[begin Text excerpt]

Stemmons and an entire delegation of Dallas business leaders told the appropriations committee they really needed that additional $7.5 million the committee was considering adding to the already enormous reservoir projects under way along the Trinity watershed. Stemmons told them the money would be of great benefit to the miserable black settlements on the Trinity at present, and he also mentioned it would help to “give Dallas as fine a flood-control system as any in the United States.”

Indeed. The plan, when it was first unveiled in June of 1950 by the Dallas Chamber of Commerce, was directly hinged on federally sponsored flood control as its centerpiece. The plan was to 1) annex West Dallas, 2) pressure the U.S. Corps of Engineers to protect the area from flooding, 3) move the black residents to a concentration of public housing, and 4) resell the neatly dried out, plumbed, and de-Africanized land to private parties for development.

The forced removal of large black populations was going on in cities all over the country under new federal legislation and rulings of the courts. For the first time in American history, it was legal for government to take private property away from American citizens by force and sell it to other private citizens. And, what was more, the federal government was willing to bankroll the whole operation. Called “slum clearance” in public, it was called “Negro removal” when winking whites gathered by themselves. Always accompanied by great hand-wringing over conditions in the slums, the basic operating premise, nevertheless, was that the removal and concentration of African-Americans in government-run urban camps, or “projects” as Americans preferred to call them, was in and of itself a positive social good of such obvious benefit that it merited bending the concept of private property a bit. Not unrelated morally to the black homelands policies of South Africa today, the program is still a major fact of life all over America and is responsible for the fact that hundreds of thousands of black people in America, and tens of thousands in Dallas, have no experience of private property whatsoever.

In spite of the lure of all that new land, which would be raw and virginal once the blacks were removed and the levees built, some Dallas leaders balked at the use of government force to take private property, even if some of the property taken was promised for use in the provision of new homes for blacks. The president of the Dallas Chamber of Commerce at the time, John W. Carpenter (the land baron who was already planning to build an entire new city called Las Colinas on truly virgin land, his own empty acres in the rolling hills northwest of Dallas), stood up at the chamber of commerce meeting in 1950 where this gigantic grab was unveiled and spoke of principle: “I personally don’t think it’s right to condemn homesteads and resell them again,” he said. “There is plenty of land outside Dallas where homes can be built without taking them from people who now own them, some of whom have spent a lifetime in getting possession .. .Why did Dallas not take in West Dallas years ago, when building restrictions could have prevented many of the poorly built homes that are supposed to be present now? Dallas should not remedy its own mistakes by taking by force a home away from the man who owns it. If I were one of the people who had a home, even one of the so-called shotgun variety, I would be heartbroken if it were taken away from me by force.”

But Carpenter was not to have the day. And after all, he had all the land he could possibly use on his family ranch north of town. For the people looking for land near downtown, the heady allure of all that river bottom and all the federal juice that went with it was too strong. Joseph Ross, chairman of the Dallas Council of Social Agencies, urged that Carpenter look at the advantages, that the Mill Creek and West Dallas slums could be cleaned up and the land used for some more positive and productive purpose (he suggested parking lots, to improve the value of downtown property), and, finally, he made the pitch that people were making in towns like Dallas all over America at the time: he reminded his fellow pillars of the community that there was $25 million in federal slum-clearance money to be had in the deal, money that would just go somewhere else if Dallas didn’t nab it. And the federal government was dumping in $79 million in flood-control money alone, to say nothing of odds and ends like the $700,000 Dallas would be able to borrow from Washington to extend the West Bank interceptor sewer to the area, an amount that the Dallas Housing Authority would have to repay, not the city.

[end Text excerpt]

▶ [Directive]: Can you reproduce the Dallas slum-clearance text word for word, starting with "Indeed. The plan, when" and going on through "parties for development."? Nothing in the listing is needed here.

[begin Entries supplied]

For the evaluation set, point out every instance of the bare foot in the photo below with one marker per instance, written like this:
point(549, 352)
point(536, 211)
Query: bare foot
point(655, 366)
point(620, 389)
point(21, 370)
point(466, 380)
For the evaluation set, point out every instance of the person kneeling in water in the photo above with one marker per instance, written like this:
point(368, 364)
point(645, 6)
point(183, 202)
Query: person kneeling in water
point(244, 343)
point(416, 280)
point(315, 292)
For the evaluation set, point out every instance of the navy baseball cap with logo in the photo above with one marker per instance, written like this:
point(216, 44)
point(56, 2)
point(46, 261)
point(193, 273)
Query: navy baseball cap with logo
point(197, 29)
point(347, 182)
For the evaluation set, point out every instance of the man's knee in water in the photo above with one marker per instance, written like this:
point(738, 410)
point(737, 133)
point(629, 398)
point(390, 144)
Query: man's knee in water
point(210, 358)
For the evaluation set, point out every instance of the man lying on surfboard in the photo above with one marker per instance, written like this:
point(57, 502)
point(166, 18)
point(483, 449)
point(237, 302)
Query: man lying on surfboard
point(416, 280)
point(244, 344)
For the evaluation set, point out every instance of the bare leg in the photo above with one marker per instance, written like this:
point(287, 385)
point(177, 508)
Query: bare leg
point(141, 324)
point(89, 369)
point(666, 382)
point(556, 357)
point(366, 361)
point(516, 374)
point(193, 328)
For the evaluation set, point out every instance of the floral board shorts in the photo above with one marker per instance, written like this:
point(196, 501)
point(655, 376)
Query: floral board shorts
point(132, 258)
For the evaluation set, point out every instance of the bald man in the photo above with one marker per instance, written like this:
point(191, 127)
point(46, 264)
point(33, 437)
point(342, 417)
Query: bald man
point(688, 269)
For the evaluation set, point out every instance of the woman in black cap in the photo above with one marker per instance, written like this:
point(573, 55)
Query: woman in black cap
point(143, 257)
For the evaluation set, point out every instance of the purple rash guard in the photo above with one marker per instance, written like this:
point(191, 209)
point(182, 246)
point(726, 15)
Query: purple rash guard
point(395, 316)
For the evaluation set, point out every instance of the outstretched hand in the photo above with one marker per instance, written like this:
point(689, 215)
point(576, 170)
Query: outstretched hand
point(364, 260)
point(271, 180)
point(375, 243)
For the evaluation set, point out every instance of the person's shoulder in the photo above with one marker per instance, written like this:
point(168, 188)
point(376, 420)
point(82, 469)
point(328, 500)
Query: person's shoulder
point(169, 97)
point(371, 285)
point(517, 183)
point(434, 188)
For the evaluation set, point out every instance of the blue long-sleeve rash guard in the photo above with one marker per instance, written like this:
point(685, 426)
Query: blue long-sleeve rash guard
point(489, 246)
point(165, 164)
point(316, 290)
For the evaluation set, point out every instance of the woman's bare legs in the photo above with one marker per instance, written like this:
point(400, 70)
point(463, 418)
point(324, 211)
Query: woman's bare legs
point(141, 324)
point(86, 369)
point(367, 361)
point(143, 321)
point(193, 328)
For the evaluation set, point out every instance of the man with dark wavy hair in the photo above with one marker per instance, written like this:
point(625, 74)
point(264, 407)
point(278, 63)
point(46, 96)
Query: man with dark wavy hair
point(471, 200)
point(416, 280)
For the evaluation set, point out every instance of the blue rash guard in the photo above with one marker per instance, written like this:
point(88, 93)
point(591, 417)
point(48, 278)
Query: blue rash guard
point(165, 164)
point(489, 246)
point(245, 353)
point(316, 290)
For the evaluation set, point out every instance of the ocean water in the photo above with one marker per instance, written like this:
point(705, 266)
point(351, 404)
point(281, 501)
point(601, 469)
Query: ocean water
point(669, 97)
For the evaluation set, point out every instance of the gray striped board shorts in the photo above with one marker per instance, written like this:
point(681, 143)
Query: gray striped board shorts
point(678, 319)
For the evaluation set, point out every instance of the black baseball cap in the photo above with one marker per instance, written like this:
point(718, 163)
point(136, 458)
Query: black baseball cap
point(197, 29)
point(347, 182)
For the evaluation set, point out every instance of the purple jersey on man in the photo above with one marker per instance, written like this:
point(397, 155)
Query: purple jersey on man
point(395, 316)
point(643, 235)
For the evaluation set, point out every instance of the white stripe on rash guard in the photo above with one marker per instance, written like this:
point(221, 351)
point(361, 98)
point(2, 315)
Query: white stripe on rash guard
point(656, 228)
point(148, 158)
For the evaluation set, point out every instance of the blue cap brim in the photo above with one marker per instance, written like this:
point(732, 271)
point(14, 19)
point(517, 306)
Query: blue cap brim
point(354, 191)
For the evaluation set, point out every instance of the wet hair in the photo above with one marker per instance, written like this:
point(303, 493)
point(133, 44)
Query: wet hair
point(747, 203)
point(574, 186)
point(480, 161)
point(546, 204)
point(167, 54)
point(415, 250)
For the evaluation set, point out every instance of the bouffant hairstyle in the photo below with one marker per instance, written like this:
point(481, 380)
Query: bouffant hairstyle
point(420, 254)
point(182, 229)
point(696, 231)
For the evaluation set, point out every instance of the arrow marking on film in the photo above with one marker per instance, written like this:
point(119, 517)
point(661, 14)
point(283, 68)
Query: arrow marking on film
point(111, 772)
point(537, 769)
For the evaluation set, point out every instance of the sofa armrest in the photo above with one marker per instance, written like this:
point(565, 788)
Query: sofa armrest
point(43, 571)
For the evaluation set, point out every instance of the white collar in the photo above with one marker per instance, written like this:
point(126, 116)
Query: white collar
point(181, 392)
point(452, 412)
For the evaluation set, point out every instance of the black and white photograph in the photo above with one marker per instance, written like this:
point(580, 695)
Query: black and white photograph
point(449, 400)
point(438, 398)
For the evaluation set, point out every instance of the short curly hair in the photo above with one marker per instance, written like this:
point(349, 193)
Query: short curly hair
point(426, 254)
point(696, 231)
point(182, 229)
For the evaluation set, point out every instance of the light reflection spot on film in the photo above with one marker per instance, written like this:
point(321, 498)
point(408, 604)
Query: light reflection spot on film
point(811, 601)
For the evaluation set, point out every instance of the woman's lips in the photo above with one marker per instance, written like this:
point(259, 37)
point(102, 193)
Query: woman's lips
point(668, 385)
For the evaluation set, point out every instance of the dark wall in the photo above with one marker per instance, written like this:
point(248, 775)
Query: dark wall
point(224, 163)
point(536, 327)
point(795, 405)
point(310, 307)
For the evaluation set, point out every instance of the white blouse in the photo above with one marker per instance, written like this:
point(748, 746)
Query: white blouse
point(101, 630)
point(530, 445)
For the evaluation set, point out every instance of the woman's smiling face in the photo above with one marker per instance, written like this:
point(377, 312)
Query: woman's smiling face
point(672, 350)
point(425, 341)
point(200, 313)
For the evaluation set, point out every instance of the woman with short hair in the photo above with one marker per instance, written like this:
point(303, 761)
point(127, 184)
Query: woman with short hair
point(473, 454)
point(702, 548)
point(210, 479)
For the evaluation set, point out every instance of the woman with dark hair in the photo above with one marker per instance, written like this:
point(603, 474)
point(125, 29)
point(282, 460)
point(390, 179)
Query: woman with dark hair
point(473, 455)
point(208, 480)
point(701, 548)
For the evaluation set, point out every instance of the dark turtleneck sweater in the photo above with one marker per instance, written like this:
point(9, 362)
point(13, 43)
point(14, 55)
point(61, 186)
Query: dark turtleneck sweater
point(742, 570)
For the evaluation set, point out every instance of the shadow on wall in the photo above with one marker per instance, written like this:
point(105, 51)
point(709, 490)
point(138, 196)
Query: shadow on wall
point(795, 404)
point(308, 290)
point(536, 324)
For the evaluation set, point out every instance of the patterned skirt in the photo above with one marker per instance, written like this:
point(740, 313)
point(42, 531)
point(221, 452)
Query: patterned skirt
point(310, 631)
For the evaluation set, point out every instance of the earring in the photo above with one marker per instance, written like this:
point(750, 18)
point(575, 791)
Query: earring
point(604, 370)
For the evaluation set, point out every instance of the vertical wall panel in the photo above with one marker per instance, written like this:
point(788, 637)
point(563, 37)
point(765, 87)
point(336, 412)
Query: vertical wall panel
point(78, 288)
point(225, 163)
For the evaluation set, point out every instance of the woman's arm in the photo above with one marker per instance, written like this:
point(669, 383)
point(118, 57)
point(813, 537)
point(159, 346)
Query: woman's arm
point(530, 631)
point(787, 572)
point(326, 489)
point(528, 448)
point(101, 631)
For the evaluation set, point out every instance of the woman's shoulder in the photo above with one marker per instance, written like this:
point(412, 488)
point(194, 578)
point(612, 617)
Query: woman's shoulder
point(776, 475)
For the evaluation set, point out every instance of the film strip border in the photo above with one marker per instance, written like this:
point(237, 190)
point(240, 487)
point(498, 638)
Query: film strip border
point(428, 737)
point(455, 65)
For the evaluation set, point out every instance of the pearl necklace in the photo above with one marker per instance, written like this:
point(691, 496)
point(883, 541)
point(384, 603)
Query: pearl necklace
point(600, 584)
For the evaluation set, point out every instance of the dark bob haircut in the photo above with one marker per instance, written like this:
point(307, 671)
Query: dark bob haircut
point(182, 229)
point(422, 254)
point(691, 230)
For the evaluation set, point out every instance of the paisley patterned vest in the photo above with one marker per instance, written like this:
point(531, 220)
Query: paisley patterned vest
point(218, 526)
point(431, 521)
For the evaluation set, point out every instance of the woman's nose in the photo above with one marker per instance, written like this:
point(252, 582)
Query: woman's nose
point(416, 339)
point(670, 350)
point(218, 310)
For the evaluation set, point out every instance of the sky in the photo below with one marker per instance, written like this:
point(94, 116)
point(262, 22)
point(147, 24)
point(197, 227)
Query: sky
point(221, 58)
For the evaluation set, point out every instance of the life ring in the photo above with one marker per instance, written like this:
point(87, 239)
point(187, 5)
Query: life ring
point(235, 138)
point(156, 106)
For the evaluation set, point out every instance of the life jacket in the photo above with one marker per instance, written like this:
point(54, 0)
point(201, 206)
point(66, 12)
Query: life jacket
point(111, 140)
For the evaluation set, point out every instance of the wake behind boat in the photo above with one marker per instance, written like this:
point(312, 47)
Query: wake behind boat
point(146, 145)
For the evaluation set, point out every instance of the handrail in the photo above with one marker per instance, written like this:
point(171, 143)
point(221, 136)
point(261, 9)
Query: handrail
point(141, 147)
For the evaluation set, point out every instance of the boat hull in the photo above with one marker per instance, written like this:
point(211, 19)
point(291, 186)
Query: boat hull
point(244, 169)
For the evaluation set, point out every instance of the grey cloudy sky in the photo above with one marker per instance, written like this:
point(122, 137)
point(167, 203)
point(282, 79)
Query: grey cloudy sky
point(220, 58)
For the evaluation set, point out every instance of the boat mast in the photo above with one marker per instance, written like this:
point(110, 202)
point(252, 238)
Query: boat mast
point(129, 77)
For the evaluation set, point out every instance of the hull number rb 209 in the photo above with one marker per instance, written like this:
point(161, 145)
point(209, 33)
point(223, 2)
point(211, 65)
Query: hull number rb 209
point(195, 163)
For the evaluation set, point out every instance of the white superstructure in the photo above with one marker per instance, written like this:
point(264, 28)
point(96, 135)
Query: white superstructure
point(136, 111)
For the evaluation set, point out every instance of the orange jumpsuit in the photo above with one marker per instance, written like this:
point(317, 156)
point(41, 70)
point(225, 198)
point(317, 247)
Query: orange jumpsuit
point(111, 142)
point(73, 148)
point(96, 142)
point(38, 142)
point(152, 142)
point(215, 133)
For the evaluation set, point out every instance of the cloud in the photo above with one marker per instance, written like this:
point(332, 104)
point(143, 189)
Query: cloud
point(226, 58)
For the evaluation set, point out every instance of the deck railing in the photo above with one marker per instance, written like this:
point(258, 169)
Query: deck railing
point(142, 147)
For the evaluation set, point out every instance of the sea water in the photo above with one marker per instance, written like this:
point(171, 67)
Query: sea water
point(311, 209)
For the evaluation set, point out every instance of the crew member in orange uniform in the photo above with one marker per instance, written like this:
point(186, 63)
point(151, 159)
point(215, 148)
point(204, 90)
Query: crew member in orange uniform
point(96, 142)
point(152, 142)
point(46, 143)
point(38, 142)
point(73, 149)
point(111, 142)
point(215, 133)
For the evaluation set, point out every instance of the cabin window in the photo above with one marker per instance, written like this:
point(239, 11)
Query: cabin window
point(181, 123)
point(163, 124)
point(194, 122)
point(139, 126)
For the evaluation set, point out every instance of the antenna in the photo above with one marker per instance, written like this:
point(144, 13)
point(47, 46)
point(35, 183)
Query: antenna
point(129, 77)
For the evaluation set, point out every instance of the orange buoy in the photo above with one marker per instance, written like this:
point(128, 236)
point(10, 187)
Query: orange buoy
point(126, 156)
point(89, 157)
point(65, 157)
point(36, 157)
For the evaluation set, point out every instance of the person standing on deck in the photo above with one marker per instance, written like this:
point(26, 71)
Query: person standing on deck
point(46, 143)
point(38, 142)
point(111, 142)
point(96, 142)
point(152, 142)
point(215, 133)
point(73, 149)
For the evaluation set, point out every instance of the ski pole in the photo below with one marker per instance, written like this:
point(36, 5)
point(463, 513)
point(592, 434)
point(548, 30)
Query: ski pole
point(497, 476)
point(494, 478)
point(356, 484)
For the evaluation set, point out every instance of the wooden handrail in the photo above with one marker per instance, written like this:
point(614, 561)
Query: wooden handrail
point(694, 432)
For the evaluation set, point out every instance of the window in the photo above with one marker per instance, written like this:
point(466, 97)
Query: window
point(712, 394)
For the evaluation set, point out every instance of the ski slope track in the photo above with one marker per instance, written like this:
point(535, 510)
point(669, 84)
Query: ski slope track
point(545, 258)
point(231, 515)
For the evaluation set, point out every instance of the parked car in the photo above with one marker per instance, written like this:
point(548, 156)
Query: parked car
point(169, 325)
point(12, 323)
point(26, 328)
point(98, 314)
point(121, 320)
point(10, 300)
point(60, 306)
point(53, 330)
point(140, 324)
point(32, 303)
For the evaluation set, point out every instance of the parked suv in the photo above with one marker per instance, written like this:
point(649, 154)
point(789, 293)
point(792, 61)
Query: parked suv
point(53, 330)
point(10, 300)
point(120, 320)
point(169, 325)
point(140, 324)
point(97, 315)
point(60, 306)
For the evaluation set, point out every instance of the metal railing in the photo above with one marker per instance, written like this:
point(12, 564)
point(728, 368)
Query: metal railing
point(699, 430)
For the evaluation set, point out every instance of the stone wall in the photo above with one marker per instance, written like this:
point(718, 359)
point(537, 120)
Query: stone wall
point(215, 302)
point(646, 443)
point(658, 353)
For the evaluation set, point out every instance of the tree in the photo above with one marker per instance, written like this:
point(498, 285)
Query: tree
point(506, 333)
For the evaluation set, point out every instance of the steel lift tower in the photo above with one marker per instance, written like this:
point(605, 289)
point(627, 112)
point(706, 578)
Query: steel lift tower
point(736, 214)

[end Entries supplied]

▶ [Complete response]:
Indeed. The plan, when it was first unveiled in June of 1950 by the Dallas Chamber of Commerce, was directly hinged on federally sponsored flood control as its centerpiece. The plan was to 1) annex West Dallas, 2) pressure the U.S. Corps of Engineers to protect the area from flooding, 3) move the black residents to a concentration of public housing, and 4) resell the neatly dried out, plumbed, and de-Africanized land to private parties for development.